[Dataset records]
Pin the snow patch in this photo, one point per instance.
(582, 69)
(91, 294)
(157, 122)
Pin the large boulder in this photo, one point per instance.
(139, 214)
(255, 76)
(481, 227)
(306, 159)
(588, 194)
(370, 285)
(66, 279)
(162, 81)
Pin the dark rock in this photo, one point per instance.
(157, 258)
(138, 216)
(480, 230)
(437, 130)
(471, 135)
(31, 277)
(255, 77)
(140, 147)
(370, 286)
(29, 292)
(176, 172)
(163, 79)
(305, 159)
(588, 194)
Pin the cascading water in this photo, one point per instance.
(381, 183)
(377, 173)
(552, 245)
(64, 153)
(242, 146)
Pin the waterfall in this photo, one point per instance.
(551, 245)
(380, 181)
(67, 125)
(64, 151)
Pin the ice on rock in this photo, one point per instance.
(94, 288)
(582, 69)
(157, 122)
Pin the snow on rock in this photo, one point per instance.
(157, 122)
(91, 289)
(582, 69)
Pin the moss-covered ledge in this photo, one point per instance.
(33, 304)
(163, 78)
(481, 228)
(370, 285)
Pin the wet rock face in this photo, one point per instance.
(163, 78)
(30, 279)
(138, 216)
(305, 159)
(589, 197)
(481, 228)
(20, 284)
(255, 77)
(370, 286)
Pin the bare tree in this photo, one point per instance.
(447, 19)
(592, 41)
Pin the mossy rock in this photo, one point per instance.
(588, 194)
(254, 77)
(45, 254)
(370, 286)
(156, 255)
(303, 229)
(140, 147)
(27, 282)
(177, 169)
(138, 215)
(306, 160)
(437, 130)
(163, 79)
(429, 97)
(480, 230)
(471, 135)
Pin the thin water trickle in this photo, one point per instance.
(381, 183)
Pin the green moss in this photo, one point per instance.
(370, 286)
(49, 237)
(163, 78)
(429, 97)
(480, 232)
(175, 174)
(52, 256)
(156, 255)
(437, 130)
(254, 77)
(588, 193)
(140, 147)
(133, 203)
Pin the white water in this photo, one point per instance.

### WHAT IS BEING ASKED
Produce an exact repeat of the lines from the one containing "Pin the snow on" through the last line of the data, and nothing more.

### WRITTEN REPLY
Pin the snow on rock in this photo, one point per instance.
(157, 122)
(91, 289)
(582, 69)
Pin the moss-covered ledge in this photo, one point per instance.
(33, 304)
(163, 78)
(481, 228)
(370, 285)
Pin the wet rock face in this photo, one point per instance.
(163, 78)
(30, 279)
(138, 216)
(305, 159)
(589, 197)
(481, 228)
(20, 284)
(255, 77)
(370, 286)
Pin the bare tree in this photo, one point per instance.
(447, 19)
(592, 41)
Pin the mossy rock in this photo, one point per instance.
(588, 194)
(254, 77)
(45, 254)
(370, 286)
(156, 255)
(303, 229)
(140, 147)
(27, 282)
(177, 169)
(138, 215)
(306, 160)
(437, 130)
(163, 79)
(429, 97)
(480, 230)
(471, 135)
Pin the thin water trickle in this photo, one point per instance.
(381, 183)
Pin the green moss in this photo, one point per instance.
(370, 286)
(49, 237)
(163, 78)
(429, 97)
(480, 232)
(175, 174)
(52, 256)
(156, 255)
(437, 130)
(254, 77)
(588, 193)
(140, 147)
(133, 203)
Pin the white water in this photo, one point per instance.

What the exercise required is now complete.